[start TEXT SEGMENT]

In spite of its success, Roth said CONNECT must abandon its old model to focus on a newer approach, driven by what he described as the challenges to innovation leadership in the United States. He cited four trends that drove CONNECT’s “Distributed Partnering Model.” They are:

  • The model for funding discovery and commercialization no longer works.
  • The “productivity dilemma” demands that this country reassume global leadership in productivity.
  • The reality of “ROW,” which is an acronym for the “rest of the world.” Roth says that “we have lived on our own markets forever (but must now) focus on products for customers elsewhere.”
  • Finally, workforce preparation continues to challenge regions.

Roth described the old model as a sequential one – discover, define, develop and distribute – while the new, “Distributed Partnering Model,” requires an entirely different set of arrangements and alliances. Companies have their respective roles and have to embrace dependency on others rather than control all aspects of the life cycle.

To better illustrate his concept, Roth used the continuing evolution in the wireless industry and the concept of a “Production Cluster” or collaboration cloud. The discovery phase is best represented by technologies like GPS and CDMA that Roth attributed to federal funding. In defining a use for the technology, it took companies like Qualcomm to do so. Next came the development of the product, a role best perfected by Apple as well as others like Nokia and Research-in-Motion. The final element – distribution – requires companies like Verizon and AT&T.

With more specialization, Roth said the need for as many start-ups focused on the full cycle is less. “Instead of investing $1 million in each of 10 companies, we might invest $10 million in one company,” he explained, adding that “the greatest missing piece in the country today is the ‘define’ element.”

Lest one wonder about CONNECT’s national reputation, Roth said New York Governor Mario Cuomo announced in his “State of the State” speech that he was adopting the CONNECT model.

The Tennessee delegates seemed very impressed with CONNECT’s success and the concepts that were offered to help drive innovation in our state.

[end TEXT SEGMENT]

(STATED GOAL A): Which companies does the text on CONNECT's model name in its wireless industry example? List every one.

[start AVAILABLE DATA]

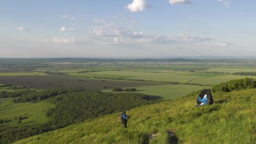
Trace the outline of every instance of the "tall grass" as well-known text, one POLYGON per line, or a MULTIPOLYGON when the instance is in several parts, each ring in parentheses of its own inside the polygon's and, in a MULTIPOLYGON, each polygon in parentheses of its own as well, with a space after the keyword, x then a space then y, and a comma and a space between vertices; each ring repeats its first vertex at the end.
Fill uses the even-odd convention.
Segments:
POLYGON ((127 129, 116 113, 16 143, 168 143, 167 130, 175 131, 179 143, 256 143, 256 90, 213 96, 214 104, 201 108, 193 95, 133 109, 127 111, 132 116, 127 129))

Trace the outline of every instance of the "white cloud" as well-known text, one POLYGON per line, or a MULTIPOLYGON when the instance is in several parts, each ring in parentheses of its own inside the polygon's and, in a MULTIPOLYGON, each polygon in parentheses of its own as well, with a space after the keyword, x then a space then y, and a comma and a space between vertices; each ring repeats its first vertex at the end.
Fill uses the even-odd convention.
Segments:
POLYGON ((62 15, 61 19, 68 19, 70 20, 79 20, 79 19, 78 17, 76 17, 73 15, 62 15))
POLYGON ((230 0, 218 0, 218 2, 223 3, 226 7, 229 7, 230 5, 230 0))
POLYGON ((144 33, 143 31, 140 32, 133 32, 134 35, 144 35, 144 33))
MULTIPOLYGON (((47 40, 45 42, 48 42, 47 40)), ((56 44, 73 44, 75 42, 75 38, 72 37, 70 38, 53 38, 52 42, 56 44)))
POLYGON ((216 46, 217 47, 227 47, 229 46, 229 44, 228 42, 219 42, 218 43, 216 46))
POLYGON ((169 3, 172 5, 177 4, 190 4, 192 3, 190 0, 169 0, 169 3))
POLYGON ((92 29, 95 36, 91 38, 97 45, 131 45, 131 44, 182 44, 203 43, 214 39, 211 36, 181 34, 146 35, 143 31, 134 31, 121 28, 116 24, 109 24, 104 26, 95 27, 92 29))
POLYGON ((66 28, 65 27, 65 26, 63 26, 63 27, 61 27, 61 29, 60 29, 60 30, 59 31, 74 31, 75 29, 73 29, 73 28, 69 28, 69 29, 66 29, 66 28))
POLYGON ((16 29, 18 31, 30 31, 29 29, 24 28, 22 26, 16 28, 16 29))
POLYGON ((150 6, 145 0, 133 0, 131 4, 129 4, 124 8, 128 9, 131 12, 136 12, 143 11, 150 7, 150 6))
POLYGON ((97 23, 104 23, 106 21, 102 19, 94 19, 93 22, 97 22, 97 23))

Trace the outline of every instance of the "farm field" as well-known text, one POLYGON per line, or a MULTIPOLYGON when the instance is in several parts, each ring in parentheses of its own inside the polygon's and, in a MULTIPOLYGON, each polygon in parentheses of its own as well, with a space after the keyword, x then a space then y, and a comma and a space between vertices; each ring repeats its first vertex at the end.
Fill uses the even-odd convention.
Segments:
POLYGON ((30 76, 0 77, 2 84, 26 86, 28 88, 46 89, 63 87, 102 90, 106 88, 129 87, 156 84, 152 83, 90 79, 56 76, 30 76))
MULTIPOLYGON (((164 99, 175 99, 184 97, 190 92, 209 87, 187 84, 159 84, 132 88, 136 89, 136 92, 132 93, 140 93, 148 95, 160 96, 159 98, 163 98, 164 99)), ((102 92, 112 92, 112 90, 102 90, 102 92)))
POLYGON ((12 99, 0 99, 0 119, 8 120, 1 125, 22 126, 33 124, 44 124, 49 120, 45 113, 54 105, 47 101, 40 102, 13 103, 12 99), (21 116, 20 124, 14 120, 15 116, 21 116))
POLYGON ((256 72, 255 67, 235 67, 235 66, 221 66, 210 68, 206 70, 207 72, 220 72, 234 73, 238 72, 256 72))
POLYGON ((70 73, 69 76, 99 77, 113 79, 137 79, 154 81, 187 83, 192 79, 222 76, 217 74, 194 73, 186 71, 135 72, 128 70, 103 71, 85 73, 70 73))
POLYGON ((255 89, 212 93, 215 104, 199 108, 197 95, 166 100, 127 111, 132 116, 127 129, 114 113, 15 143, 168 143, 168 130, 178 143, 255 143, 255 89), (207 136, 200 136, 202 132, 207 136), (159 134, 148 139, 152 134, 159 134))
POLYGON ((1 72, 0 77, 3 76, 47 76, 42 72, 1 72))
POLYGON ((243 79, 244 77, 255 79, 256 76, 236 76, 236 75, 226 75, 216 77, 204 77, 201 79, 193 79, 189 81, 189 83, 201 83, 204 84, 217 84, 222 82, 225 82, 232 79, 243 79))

[end AVAILABLE DATA]

(STATED GOAL B): Can you format the records, from their start through the line holding "POLYGON ((127 129, 116", inclusive, as a JSON list of strings with one string per line? Leave out blank lines and the pictures.

(WORKED SOLUTION A):
- Qualcomm
- Apple
- Nokia
- Research-in-Motion
- Verizon
- AT&T

(WORKED SOLUTION B):
[
  "Trace the outline of every instance of the \"tall grass\" as well-known text, one POLYGON per line, or a MULTIPOLYGON when the instance is in several parts, each ring in parentheses of its own inside the polygon's and, in a MULTIPOLYGON, each polygon in parentheses of its own as well, with a space after the keyword, x then a space then y, and a comma and a space between vertices; each ring repeats its first vertex at the end.",
  "Fill uses the even-odd convention.",
  "Segments:",
  "POLYGON ((127 129, 116 113, 16 143, 168 143, 167 130, 175 131, 179 143, 256 143, 256 90, 213 96, 214 104, 201 108, 193 95, 133 109, 127 111, 132 116, 127 129))"
]